=== DOCUMENT SEGMENT ===
# Ironing.



## cabby (May 14, 2005)

Do you find a pressing need to have an iron on board, if so, how and where do you use it when there are not facilities onsite.

cabby


----------



## EJB (Aug 25, 2007)

Every so many days we stop at a site with a washing machine etc and some of the clothes are ironed when they come out of the dryer.:wink2:


----------



## HermanHymer (Dec 5, 2008)

I never pack anything that needs ironing! Otherwise if there was a real need I'd pull into a site. There are usually irons and ironing boards there. In my youth there were occasions when I would iron on a bed.


----------



## aldra (Jul 2, 2009)

Double the soft rinse and hang them carefully to dry !!!

Don't think I've ever ironed anything when travelling

Aldra


----------



## bognormike (May 10, 2005)

that was a terriblle pun, cabby!

We have always carried an iron about, rarely used! Now I'm on my own I must confess it hasn't been used in nearly 2 years0. some more excess weight to dump......


----------



## cabby (May 14, 2005)

Sorry about that.00

cabby


----------



## HermanHymer (Dec 5, 2008)

Sorry??? Your nose will grow long if you tell porkies!!! Besides I thought it was clever and suspect you did too!

=== WHAT TO PRODUCE ===
Rewrite the stretch of the ironing thread from "that was a terriblle" through "weight to dump......", swapping "excess weight" for "extra ballast".

=== DATASET ===

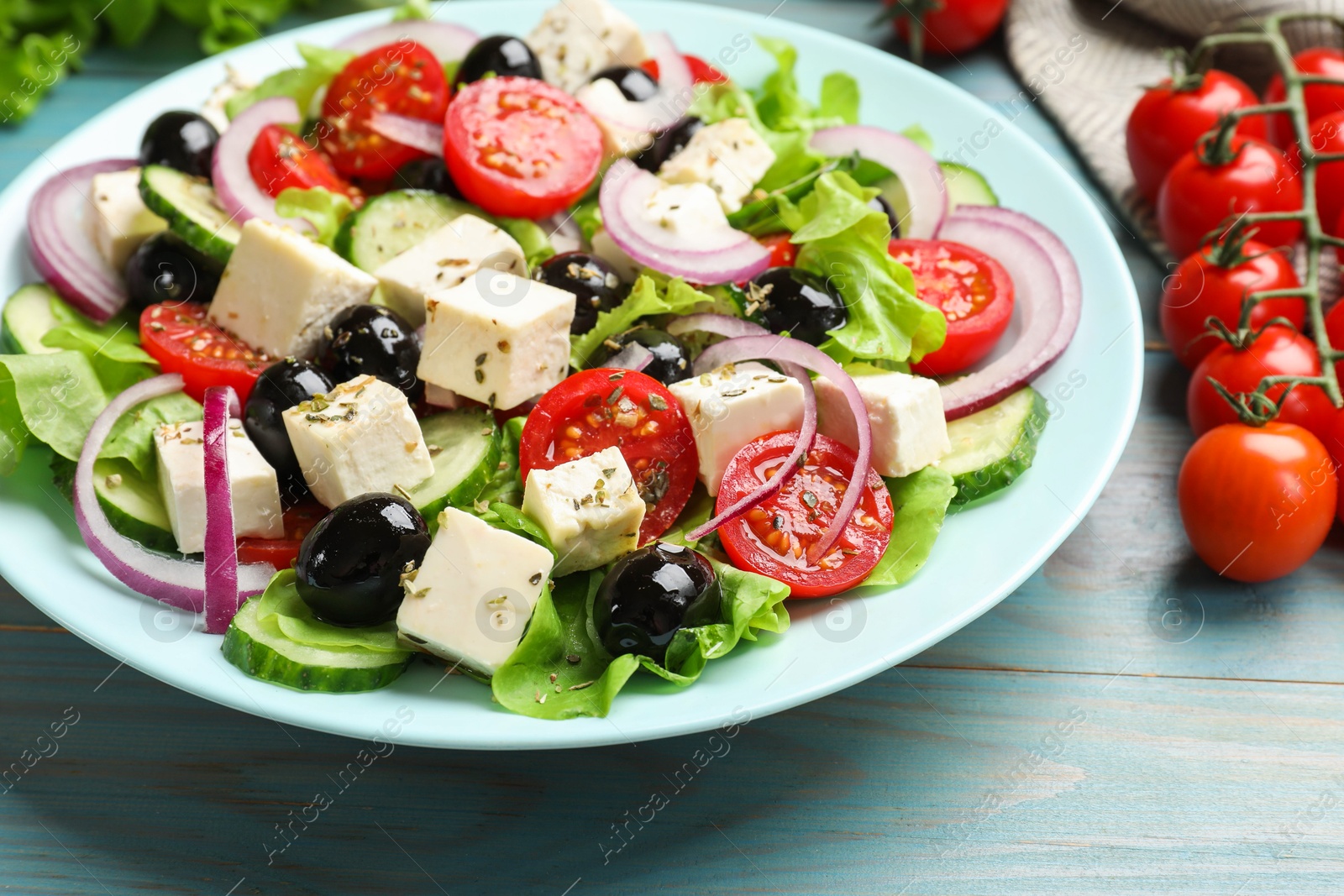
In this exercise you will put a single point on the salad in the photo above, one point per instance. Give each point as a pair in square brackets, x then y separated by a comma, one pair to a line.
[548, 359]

* * *

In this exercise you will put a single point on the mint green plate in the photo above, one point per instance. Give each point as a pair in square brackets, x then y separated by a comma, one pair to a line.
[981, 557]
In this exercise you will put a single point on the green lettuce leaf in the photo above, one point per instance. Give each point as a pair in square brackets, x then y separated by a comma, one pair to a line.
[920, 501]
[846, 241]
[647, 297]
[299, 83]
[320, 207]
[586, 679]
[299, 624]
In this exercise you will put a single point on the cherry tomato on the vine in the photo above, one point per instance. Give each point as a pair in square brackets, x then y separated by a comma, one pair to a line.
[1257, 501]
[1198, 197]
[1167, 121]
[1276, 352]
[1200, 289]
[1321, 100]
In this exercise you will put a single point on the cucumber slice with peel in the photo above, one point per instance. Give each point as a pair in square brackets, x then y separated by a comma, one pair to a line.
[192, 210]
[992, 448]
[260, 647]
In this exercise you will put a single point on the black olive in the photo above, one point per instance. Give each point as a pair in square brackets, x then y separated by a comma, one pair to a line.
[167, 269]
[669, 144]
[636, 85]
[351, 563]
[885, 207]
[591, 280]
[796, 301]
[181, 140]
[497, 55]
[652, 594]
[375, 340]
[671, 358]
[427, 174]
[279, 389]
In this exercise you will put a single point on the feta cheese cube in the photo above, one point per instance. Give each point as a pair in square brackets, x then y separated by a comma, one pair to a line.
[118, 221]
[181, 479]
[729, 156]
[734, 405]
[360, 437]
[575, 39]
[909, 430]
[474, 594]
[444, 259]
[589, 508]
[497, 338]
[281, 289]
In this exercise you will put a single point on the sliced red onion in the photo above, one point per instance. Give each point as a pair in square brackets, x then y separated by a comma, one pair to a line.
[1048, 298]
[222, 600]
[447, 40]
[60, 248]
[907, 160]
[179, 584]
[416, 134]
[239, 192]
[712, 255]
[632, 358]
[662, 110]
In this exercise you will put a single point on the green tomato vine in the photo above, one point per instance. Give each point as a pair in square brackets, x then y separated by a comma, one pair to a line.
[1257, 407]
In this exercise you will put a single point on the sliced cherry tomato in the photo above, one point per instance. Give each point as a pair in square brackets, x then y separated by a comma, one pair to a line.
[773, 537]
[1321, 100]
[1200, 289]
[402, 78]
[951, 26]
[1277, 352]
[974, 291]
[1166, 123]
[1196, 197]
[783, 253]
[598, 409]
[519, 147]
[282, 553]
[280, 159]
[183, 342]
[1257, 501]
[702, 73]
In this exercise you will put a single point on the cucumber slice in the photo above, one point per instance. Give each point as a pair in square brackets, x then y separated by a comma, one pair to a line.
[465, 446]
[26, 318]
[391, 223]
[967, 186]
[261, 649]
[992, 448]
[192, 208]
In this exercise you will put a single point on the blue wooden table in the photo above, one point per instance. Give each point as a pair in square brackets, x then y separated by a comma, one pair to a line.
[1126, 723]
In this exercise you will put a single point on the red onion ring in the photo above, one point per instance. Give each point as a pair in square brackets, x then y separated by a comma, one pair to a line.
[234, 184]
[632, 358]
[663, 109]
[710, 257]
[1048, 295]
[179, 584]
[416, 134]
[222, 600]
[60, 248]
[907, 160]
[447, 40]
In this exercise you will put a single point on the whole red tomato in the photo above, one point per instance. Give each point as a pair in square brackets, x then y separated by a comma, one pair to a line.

=== CORRECT ANSWER ===
that was a terriblle pun, cabby!

We have always carried an iron about, rarely used! Now I'm on my own I must confess it hasn't been used in nearly 2 years0. some more extra ballast to dump......